20 Şubat 2012

Akvaryumdaki Köpekbalığı


Hikaye Japonyada geçiyor...Gerçek bir hikayedir.
Japonlar bilirsiniz balıksever bir millet... Balık tüketimi fazlalaşıp, kıyılardaki balıklarda azalmaya başlayınca çareyi kendi kıyılarından biraz uzakta avlanarak çözebileceklerini sanmışlar... Sabahları daha erken kalkıp, dümenlerini bir saat uzaklıktaki açık denizlere kırmışlar. Avladıkları balık miktarından memnunlarmış, kazançları kısa sürede olsa tekrar eski haline gelmiş. Fakat gün geçtikçe balıklar satılmaz olmuş. Çünkü balıkların avlandıktan, tezgaha geliş süresini düşünülünce, tazeliklerini kaybettikleri farkedilmiş. Bunun üzerine tüm balıkçılar toplanıp, konu üzerine düşünmüşler. Çare olarak balıkları büyük buz kütleleriyle taşıma kararı vermişler. Balıklar buzun sayesinde tazelikleri bozulmadan tezgahlara taşınmış bir süre... Fakat bu da doğru çözüm olmamış. Çünkü balıkların tadı, buzun etkisiyle yine taze gibi değilmiş. Bunun üzerine balıkçılar tekrar toplanıp, yeni bir çözüm üretmeye koyulmuşlar. Çözüm; teknelere dev akvaryumlar kurmak olmuş. Masraf edip, teknelerine dev akvaryum yaptırmış her biri... Böylece yakalanan balık, akvaryumdan canlı canlı tezgaha gidebilecek ve taze kalabilecekmiş. Satışlar düzelmeye başlamış. Fakat gel zaman -git zaman, bu da nihai çözüm olamamış. Çünkü her balık yakalanıp, akvaryuma atıldığı süreç boyunca sersemlemiş ve o taze tadı yine kaybolup gidivermiş. Balıkçılar yine toplanmış. Tüm bu çabalardan sonra, en son çözüm minik köpekbalıkları olmuş. Her akvaryuma birer minik köpekbalığı atılmış. Böylece avlanip, akvaryuma atılan balıklar sersemlemek yerine, köpekbalığı yüzünden hayatta kalma savaşı verirken tazeliklerini de kaybetmeden tezgahlara ve sofralara ulaşmış...

_Veriler_:
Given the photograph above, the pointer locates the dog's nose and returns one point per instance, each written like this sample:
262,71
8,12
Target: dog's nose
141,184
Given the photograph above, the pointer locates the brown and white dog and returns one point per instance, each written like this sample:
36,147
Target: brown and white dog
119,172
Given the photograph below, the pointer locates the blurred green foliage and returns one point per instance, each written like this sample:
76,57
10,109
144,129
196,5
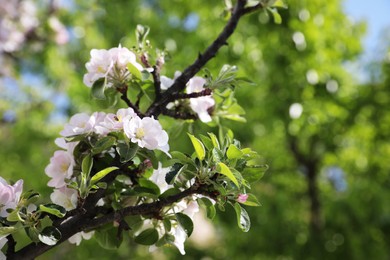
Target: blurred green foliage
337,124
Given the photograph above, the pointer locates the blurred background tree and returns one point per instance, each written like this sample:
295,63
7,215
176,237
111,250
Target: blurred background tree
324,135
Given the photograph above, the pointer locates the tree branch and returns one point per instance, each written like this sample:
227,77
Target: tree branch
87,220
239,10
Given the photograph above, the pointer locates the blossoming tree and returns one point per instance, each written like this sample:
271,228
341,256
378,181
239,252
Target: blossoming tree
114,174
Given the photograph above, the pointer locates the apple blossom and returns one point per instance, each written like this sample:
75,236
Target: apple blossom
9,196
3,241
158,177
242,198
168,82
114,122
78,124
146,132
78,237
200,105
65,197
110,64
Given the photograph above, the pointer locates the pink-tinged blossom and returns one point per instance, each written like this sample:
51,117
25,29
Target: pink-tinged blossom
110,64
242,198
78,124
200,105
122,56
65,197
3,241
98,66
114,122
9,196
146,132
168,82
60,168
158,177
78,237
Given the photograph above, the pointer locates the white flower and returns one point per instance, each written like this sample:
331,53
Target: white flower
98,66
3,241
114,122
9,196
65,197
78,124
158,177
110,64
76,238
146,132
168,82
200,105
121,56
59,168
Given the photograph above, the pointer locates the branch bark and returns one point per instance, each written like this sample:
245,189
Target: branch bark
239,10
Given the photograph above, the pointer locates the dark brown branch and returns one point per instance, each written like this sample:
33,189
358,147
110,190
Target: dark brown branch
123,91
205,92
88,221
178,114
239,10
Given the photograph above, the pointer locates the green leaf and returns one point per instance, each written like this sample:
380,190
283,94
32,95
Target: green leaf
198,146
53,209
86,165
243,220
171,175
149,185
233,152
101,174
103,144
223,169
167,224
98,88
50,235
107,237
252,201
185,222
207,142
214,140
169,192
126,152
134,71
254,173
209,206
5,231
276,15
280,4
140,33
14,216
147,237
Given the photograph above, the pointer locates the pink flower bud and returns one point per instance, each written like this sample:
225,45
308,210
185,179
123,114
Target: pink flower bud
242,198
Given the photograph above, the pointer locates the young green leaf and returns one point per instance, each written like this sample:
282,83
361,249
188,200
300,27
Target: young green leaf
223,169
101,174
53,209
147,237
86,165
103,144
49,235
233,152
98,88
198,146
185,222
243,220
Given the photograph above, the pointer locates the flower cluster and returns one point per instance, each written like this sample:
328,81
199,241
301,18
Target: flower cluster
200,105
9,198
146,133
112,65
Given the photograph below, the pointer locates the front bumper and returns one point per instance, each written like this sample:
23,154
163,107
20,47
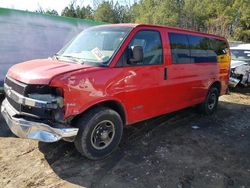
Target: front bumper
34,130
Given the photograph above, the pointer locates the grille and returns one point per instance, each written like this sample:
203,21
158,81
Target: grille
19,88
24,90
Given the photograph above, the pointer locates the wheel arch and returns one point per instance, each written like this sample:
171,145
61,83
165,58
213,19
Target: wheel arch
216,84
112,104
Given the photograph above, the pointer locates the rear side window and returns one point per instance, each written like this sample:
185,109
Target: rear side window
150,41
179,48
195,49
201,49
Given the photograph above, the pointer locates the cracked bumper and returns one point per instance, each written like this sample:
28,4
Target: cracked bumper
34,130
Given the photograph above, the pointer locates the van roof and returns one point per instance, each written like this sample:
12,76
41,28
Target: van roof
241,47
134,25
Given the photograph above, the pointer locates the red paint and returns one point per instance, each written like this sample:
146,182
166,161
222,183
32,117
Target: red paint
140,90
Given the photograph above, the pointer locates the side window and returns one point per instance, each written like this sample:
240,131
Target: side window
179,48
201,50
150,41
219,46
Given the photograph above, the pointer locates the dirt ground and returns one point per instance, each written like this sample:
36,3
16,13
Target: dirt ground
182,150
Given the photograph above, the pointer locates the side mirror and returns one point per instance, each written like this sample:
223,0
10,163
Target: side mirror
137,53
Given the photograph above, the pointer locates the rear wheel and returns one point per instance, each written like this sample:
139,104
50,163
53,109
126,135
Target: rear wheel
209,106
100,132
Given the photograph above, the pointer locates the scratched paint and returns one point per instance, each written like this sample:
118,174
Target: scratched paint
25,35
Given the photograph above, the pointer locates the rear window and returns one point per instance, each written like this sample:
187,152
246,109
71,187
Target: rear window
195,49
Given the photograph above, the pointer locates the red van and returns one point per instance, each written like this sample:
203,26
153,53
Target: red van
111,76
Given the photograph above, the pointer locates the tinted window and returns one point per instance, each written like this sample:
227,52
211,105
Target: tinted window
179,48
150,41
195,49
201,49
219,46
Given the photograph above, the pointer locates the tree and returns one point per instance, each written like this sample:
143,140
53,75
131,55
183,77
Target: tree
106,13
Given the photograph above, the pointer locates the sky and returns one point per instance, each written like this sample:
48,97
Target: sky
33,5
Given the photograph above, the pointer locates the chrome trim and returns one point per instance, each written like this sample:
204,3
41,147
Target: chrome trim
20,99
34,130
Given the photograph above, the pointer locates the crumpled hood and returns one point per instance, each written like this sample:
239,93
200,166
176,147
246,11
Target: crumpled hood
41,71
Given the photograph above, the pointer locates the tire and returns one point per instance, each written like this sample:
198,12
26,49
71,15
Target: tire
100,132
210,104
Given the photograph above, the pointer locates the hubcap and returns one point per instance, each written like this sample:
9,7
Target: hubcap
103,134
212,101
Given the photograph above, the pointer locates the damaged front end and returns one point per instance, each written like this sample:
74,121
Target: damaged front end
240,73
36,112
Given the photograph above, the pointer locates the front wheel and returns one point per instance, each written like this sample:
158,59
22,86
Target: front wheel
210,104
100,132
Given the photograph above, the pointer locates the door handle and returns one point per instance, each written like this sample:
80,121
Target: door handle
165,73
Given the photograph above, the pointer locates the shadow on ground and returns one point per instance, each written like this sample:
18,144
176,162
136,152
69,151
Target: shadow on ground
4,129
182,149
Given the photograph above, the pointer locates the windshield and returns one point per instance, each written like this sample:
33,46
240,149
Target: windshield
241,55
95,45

_Alıştırma Koşulları_:
A – Akvaryumdaki köpekbalığı hikayesine göre balıkçıların balıkları taze tutmak için bulduğu en son çözüm neydi?
B – Lütfen akvaryumdaki köpekbalığı hikayesini kaldığı yerden sürdürün.
Kayıtların metinle hiçbir ilgisi yoktur.

_Sonuçlar_:
A – Her akvaryuma birer minik köpekbalığı atmak.

B –
Ofisteki sunumda bu hikayeyi ilk duyduğumda, her şeye uygulanabilir bir mantığı olduğunu düşünmüştüm... Köpekbalığı imgesini, ister bir markanın rekabetin içinde daha dirençli durabildiğine yorun, ister minik krizlerin firmaları ayakta tutan itici güç oluşuna bağlayın. Fakat hikayenin gerçek bir hikaye oluşuna dair düşünmeye başladığımda, sadece markalar için uyarlanabilir tarafından daha öteye insana dair yönlerini de keşfetmeye başladım.
Beynimize attiğimiz minik köpekbalıkları geldi aklıma...
Çok kilo aldım bir köpekbalığıydı zayıflama yolunda... İşe geç kalıyorum korkusuyla erken kalkmak sonra... Bazen sevgilim beni aldatirsa diye korkup, kendine bakmaktı daha fazla... Fakat bunlar bilinçli bilinçsiz iyi denebilecek itici güçlerdi ayağa kalkıp, kendimizi harekete geçirmek, diri tutmak adına...
Bir de bilinçsizce düşüncemize atılan köpekbalıkları vardı. Mesala arabayla işe giderken gördüğüm bir billboard reklamı şöyle diyordu “ Panik yok! İndirim haftamız devam ediyor”... Panik köpekbalığıydı, anında bizi harekete geçirebilecekti indirimi kaçırmamak adına... Reklam stratejileri hep böyle bir algı üzerine çalışırdı. Başka bir örnek, annem her sabah giydiğim kıyafetlerin inceliğinden “ üşüteceksin” dediğinde, arabadan inip ofise yürürken üşümeye başladığım an annem aklıma gelirdi.
Bir de bizim besleyip, sonra da düşüncemize attığımız köpekbalıkları vardı. Mesala günlük yoğun iş rutininden evini toplamaya zamanı olmayan bir arkadaşım “ evinin çöp eve dönebileceğini” söyleyip dururdu. O evin çöp eve döneceğinden korkardı korkmasına ama, köpekbalığı evcil olmalı ki, o ev hiç bir zaman toplanmazdı. Aslında bizi harekete geçirecek köpekbalıkları yeterince vahşilerse iyi iş görürlerdi...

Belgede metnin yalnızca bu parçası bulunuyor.